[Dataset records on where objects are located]
"""

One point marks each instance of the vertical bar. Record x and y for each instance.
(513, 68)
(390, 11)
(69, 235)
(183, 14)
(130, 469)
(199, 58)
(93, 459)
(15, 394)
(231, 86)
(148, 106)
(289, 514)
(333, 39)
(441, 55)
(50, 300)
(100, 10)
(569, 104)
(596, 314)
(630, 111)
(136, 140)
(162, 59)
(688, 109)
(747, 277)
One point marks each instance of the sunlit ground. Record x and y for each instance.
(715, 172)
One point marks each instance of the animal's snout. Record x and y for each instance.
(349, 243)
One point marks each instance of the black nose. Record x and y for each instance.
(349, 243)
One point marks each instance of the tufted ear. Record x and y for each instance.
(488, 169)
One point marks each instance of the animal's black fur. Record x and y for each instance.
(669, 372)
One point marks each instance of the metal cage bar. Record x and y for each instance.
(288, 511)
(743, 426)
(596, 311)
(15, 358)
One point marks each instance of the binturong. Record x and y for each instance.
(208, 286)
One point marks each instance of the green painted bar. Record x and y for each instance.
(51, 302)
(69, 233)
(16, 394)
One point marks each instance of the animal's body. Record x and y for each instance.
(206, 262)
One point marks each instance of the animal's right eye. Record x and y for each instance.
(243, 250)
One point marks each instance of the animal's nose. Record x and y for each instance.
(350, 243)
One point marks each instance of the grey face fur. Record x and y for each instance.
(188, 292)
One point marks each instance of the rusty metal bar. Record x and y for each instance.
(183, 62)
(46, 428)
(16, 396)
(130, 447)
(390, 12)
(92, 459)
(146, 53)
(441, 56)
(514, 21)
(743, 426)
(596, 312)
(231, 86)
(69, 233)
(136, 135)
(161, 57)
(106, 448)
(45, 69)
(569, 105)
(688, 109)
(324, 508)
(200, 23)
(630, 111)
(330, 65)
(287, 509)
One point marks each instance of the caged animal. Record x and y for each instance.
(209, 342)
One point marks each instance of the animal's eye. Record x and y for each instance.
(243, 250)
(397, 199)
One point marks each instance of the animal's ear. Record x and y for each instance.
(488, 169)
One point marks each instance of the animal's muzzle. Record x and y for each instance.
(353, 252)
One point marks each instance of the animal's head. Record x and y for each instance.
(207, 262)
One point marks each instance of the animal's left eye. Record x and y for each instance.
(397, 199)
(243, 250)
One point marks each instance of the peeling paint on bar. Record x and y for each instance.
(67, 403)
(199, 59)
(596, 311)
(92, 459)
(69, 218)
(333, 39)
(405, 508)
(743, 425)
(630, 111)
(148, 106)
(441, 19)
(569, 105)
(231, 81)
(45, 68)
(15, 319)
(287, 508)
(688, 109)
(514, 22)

"""
"""

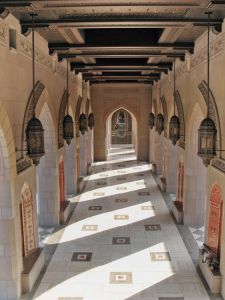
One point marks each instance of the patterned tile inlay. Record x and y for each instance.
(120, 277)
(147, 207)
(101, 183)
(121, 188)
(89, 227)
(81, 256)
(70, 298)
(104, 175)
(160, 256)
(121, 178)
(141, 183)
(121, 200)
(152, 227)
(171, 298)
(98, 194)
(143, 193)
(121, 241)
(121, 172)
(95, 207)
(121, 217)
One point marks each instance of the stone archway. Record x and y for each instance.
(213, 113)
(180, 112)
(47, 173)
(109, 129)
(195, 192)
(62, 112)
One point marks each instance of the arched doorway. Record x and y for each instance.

"""

Objective:
Count the lines of the items above that contain the string "nose", treating uppercase and lowercase as different. Give only the number.

Response:
2